**** The records ****
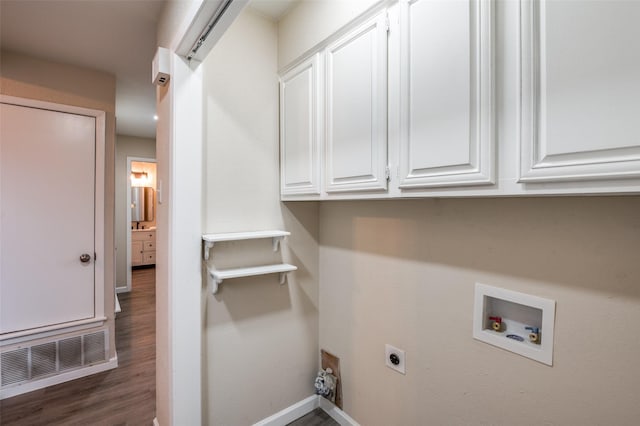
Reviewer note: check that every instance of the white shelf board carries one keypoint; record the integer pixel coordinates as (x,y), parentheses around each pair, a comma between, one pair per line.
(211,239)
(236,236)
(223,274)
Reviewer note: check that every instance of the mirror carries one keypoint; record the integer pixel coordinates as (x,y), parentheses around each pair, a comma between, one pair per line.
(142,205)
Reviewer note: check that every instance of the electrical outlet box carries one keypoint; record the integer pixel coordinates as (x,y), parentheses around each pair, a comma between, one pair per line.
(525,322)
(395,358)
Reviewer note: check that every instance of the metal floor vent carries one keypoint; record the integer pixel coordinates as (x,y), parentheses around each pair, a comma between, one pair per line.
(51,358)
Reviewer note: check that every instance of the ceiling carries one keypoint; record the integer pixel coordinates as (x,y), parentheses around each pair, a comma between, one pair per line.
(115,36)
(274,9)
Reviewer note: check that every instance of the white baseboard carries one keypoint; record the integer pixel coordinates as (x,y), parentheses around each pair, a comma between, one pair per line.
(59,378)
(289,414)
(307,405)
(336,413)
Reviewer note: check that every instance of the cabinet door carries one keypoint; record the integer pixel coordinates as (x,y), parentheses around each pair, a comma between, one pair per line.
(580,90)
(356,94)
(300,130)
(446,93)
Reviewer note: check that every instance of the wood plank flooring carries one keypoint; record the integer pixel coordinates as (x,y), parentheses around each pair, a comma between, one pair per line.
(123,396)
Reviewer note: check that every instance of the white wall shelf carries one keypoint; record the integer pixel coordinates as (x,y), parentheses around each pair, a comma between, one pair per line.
****
[Task requirements]
Could you set down exactly the lines from the one containing "Reviewer note: check that every instance of the ceiling" through the last line of the records above, both included?

[Exercise output]
Reviewer note: check that every instance of the ceiling carries one keypoint; record the integer pixel coordinates as (x,y), parentheses around each pair, a comma between, one pair per line.
(115,36)
(274,9)
Reviewer note: check that every instance of the white baseboard carries one keypoint; record the integer pixel coordinates as (x,y), parentheses around each pair, a comma between, one pair per line.
(59,378)
(289,414)
(307,405)
(336,413)
Reviewer note: check that every instance of the cabinet door carries one keypoint; record the integer pixel coordinates as (x,y), parentheses around each pair, a comma between, one pair per line.
(580,90)
(356,94)
(300,130)
(446,93)
Reviewer note: check that every instance of the wood plank flooring carries one keypoint; record the integer pixel coordinates as (x,y), parentheses around each pair, a comma between, one pair per line.
(123,396)
Reviewer note: check that every instance of the white wall shelf carries one keypoint; record the integer pixel coordinates as (x,y), parentheses around each pair, a comma between, one pair per line.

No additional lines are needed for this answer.